* **DATASET EXTRACT**:
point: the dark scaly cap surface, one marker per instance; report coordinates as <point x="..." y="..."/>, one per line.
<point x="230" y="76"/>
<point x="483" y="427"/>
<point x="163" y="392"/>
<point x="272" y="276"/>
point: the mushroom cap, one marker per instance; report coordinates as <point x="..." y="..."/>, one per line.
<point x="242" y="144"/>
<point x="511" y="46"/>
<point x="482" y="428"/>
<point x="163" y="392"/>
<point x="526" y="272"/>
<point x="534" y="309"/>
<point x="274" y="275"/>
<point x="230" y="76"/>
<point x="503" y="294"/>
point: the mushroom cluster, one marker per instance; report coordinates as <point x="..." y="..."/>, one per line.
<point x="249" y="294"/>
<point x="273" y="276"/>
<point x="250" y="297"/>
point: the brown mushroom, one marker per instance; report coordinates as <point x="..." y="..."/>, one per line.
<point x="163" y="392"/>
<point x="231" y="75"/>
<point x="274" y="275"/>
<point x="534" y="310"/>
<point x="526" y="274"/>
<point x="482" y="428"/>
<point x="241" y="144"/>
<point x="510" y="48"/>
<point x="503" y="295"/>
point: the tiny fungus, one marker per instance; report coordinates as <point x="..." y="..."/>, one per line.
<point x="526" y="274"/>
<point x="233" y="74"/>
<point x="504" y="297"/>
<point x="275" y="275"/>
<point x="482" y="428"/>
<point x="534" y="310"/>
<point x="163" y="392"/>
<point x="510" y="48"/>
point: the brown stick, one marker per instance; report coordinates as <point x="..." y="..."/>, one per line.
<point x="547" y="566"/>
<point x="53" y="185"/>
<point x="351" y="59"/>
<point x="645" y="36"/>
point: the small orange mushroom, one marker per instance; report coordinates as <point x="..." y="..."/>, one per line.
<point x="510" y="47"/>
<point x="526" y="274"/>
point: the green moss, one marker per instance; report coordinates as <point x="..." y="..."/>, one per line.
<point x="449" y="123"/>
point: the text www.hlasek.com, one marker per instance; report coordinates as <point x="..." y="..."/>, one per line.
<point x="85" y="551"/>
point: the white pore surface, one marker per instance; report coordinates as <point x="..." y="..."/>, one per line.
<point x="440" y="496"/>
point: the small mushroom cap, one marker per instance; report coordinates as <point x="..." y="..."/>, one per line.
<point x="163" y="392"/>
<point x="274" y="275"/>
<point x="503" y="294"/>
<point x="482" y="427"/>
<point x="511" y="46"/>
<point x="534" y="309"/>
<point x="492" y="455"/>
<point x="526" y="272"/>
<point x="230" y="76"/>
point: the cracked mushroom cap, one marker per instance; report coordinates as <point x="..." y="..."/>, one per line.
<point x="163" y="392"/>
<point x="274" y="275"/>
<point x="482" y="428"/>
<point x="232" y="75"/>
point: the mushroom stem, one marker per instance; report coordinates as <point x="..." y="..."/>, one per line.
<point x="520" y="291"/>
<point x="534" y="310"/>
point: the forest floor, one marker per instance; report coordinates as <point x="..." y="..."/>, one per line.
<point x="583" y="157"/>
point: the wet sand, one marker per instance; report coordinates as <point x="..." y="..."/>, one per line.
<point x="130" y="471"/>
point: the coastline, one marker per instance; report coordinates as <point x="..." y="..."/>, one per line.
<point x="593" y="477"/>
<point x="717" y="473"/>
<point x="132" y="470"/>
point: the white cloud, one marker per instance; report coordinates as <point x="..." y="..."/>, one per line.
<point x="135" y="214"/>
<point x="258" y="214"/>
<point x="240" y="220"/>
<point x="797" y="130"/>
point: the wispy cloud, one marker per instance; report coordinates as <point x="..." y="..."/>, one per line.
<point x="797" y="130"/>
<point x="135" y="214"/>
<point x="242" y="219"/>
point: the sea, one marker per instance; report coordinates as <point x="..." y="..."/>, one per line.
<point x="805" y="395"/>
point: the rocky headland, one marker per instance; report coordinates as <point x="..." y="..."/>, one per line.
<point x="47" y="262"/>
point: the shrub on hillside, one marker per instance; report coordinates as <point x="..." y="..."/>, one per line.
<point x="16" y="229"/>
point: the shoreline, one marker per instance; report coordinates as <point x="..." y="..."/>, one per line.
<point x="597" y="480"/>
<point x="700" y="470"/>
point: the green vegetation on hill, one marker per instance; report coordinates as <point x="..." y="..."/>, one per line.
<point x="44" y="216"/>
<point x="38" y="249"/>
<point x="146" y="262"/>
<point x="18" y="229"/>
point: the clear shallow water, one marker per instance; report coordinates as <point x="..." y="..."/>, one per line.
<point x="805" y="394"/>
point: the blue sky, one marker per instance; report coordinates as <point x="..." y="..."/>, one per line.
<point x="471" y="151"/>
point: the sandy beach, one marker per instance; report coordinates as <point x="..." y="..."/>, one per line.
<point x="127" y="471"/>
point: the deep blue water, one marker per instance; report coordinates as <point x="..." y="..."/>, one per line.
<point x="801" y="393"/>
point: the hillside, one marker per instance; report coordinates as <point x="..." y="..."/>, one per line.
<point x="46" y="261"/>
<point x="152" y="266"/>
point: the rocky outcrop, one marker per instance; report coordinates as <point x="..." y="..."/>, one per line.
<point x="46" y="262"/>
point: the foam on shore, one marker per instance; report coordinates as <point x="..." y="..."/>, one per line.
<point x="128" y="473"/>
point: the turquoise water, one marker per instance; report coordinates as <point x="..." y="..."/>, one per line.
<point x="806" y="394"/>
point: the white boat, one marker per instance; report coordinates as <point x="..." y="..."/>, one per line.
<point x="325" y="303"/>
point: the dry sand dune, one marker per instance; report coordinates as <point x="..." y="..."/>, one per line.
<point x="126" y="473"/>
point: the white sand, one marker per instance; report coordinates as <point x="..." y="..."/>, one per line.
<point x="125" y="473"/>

* **WHAT YOU SHOULD DO**:
Print the listing in full, exactly as given.

* **OUTPUT FOR THIS TASK**:
point: the dark scaly cap surface, one marker per instance; report coordinates as <point x="..." y="..."/>, one per line.
<point x="230" y="76"/>
<point x="483" y="427"/>
<point x="163" y="392"/>
<point x="272" y="276"/>
point: the mushroom cap, one marker per instance; report coordinates as <point x="..." y="..."/>, one per line.
<point x="242" y="144"/>
<point x="511" y="46"/>
<point x="482" y="428"/>
<point x="163" y="392"/>
<point x="526" y="272"/>
<point x="534" y="309"/>
<point x="274" y="275"/>
<point x="230" y="76"/>
<point x="503" y="294"/>
point: the mushroom cluster, one marker per instance; report coordinates as <point x="..." y="..."/>, one per line.
<point x="249" y="294"/>
<point x="273" y="276"/>
<point x="250" y="297"/>
point: the brown mushroom, one marker per instance; report coordinates as <point x="..." y="..."/>, one per line.
<point x="163" y="392"/>
<point x="231" y="75"/>
<point x="274" y="275"/>
<point x="534" y="310"/>
<point x="526" y="274"/>
<point x="482" y="428"/>
<point x="241" y="144"/>
<point x="510" y="48"/>
<point x="503" y="295"/>
point: the tiny fungus, one marker per instance; report coordinates as <point x="..." y="..."/>, one per line.
<point x="526" y="274"/>
<point x="233" y="74"/>
<point x="504" y="297"/>
<point x="275" y="275"/>
<point x="482" y="428"/>
<point x="534" y="310"/>
<point x="163" y="392"/>
<point x="510" y="48"/>
point: the brown stick, one marker per instance; report coordinates as <point x="..." y="..."/>, one per line.
<point x="547" y="566"/>
<point x="53" y="185"/>
<point x="351" y="59"/>
<point x="645" y="36"/>
point: the small orange mushroom, one marker per instance; report coordinates as <point x="..." y="..."/>, one per line.
<point x="510" y="47"/>
<point x="526" y="274"/>
point: the green moss, one marker per instance; report coordinates as <point x="..." y="..."/>, one per line.
<point x="449" y="123"/>
point: the text www.hlasek.com, one marker per instance; report coordinates as <point x="..." y="..."/>, one per line.
<point x="85" y="551"/>
point: the white pore surface, one marker per instance; report coordinates as <point x="..." y="..."/>, one per line.
<point x="440" y="496"/>
point: the small mushroom cap, one marker per instance; report coordinates as <point x="..." y="..."/>, one per line.
<point x="163" y="392"/>
<point x="274" y="275"/>
<point x="503" y="294"/>
<point x="482" y="427"/>
<point x="511" y="46"/>
<point x="534" y="309"/>
<point x="492" y="455"/>
<point x="526" y="272"/>
<point x="230" y="76"/>
point: the cracked mushroom cap, one marker per instance; report coordinates as <point x="..." y="..."/>, one per line.
<point x="163" y="392"/>
<point x="274" y="275"/>
<point x="482" y="428"/>
<point x="232" y="75"/>
point: the mushroom stem, one marker per instance; report coordinates as <point x="..." y="..."/>, one per line.
<point x="520" y="291"/>
<point x="534" y="310"/>
point: the forest floor, one marker per instance; report coordinates as <point x="..." y="..."/>, one per line.
<point x="583" y="157"/>
point: the wet sand, one marker per instance; report coordinates as <point x="..." y="..."/>, one per line.
<point x="130" y="471"/>
point: the coastline, one marker per instance; report coordinates as <point x="..." y="..."/>, one per line.
<point x="593" y="477"/>
<point x="717" y="473"/>
<point x="132" y="470"/>
point: the white cloud, one marker per instance; report coordinates as <point x="..." y="..."/>, one per line.
<point x="135" y="214"/>
<point x="258" y="214"/>
<point x="240" y="220"/>
<point x="797" y="130"/>
point: the wispy cloud, one marker per instance; report coordinates as <point x="..." y="..."/>, one per line.
<point x="797" y="130"/>
<point x="135" y="214"/>
<point x="242" y="219"/>
point: the sea, one marker per instance; report coordinates as <point x="..." y="..."/>, one per line.
<point x="805" y="395"/>
point: the rocky headland, one marker per instance; report coordinates as <point x="..." y="..."/>, one per line.
<point x="47" y="262"/>
point: the shrub on hillside, one marker per instance; report coordinates as <point x="..." y="..."/>, one per line.
<point x="16" y="229"/>
point: the shoreline, one marker per instance; report coordinates as <point x="..." y="..."/>, one per line.
<point x="597" y="480"/>
<point x="700" y="470"/>
point: the green vegetation on hill, one marker per instance; report coordinates as <point x="..." y="..."/>, one per line.
<point x="44" y="216"/>
<point x="38" y="249"/>
<point x="146" y="262"/>
<point x="18" y="229"/>
point: the clear shallow water, one marker per instance; report coordinates as <point x="..." y="..."/>, one per line.
<point x="805" y="394"/>
point: the blue sky, one marker per instance; report coordinates as <point x="..." y="..."/>, one per line.
<point x="471" y="151"/>
point: the sandy beach, one marker per instance; report coordinates as <point x="..." y="..."/>, one per line.
<point x="127" y="471"/>
point: the deep blue water, one marker per instance; report coordinates as <point x="..." y="..."/>, one per line.
<point x="801" y="393"/>
point: the hillside, one marker per instance; report coordinates as <point x="..." y="..."/>, one per line.
<point x="46" y="261"/>
<point x="152" y="266"/>
point: the rocky outcrop, one marker per instance; report coordinates as <point x="..." y="..."/>, one per line.
<point x="46" y="262"/>
point: the foam on shore, one marker per instance; report coordinates as <point x="..." y="..."/>, one per line.
<point x="128" y="473"/>
point: the turquoise water, one marker per instance; report coordinates as <point x="..." y="..."/>, one per line.
<point x="806" y="394"/>
point: the white boat, one marker per instance; report coordinates as <point x="..." y="..."/>, one per line.
<point x="325" y="303"/>
point: the dry sand dune, one marker per instance; report coordinates as <point x="..." y="..."/>, one per line.
<point x="126" y="473"/>
point: the white sand, one marker per instance; report coordinates as <point x="..." y="..."/>, one per line.
<point x="125" y="473"/>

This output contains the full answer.